• Data records:
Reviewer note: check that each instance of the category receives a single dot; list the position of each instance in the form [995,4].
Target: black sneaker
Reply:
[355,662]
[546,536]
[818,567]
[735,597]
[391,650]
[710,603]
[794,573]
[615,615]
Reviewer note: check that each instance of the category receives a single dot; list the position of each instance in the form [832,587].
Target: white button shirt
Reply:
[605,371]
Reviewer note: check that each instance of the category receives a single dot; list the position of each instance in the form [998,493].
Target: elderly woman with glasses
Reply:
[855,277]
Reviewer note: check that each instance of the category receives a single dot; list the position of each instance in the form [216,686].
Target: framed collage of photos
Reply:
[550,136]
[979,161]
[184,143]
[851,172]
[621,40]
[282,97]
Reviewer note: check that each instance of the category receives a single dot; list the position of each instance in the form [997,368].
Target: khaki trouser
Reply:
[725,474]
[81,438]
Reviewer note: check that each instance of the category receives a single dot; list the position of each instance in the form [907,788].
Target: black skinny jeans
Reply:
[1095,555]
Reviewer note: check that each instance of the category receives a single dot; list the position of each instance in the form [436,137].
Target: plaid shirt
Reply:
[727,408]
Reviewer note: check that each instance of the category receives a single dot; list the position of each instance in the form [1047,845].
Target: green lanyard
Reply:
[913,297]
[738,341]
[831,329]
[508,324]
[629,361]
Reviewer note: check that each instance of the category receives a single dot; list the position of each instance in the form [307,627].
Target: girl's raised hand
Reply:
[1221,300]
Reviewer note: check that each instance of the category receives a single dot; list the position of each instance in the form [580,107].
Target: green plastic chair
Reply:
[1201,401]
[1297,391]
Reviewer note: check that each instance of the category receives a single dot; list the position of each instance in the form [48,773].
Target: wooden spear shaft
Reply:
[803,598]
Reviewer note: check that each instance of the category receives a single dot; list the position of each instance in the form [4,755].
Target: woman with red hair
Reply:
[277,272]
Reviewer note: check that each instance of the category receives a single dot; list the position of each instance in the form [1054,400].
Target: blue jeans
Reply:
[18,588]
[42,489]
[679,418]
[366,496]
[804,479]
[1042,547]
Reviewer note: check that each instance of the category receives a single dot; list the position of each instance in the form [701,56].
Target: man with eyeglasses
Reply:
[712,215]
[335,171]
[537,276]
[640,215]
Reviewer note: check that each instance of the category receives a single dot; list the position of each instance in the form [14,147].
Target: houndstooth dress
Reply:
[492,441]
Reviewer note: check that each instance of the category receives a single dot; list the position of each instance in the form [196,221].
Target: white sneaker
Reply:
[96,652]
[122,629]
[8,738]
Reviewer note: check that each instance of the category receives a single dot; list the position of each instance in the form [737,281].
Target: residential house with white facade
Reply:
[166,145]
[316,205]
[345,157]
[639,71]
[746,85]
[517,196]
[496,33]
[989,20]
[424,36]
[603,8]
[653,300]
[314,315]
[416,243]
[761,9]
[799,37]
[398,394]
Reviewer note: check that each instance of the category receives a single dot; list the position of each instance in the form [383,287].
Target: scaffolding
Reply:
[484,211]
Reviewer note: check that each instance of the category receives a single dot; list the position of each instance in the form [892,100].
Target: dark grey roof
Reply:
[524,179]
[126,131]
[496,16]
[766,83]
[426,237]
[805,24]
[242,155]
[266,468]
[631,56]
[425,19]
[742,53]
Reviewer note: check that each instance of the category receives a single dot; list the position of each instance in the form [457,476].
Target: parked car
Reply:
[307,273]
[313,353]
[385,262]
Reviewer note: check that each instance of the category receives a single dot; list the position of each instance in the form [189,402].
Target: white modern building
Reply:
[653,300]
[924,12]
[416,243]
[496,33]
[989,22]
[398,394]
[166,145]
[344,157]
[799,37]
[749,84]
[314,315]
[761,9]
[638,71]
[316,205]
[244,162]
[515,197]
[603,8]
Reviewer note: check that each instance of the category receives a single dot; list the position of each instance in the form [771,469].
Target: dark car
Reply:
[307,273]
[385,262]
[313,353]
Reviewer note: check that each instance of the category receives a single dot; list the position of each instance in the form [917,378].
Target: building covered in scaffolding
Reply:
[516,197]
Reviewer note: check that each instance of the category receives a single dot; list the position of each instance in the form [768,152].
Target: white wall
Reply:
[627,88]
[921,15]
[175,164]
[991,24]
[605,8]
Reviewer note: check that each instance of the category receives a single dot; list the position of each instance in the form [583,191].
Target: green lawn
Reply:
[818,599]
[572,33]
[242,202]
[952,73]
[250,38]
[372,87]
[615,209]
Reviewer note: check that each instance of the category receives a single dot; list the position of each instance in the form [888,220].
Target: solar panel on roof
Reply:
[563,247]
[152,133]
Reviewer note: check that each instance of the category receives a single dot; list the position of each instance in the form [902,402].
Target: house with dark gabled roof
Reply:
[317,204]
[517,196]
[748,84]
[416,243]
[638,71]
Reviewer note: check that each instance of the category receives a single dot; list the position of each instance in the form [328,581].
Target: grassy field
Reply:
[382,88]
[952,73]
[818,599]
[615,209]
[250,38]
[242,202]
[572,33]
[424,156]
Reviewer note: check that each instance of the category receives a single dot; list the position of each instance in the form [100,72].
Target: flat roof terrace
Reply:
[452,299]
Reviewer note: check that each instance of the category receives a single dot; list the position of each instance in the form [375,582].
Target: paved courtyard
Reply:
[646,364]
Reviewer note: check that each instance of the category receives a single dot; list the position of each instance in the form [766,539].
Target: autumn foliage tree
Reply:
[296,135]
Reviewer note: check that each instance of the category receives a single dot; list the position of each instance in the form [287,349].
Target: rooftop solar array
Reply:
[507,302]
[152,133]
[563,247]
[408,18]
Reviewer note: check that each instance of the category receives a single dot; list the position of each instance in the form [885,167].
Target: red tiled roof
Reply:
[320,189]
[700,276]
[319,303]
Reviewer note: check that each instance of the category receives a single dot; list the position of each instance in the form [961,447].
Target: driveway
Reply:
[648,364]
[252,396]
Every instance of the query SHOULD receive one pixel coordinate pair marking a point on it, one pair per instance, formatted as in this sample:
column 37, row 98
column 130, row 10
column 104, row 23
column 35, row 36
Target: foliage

• What to produce: Across the listing above, count the lines that contain the string "woman" and report the figure alone.

• Answer section: 2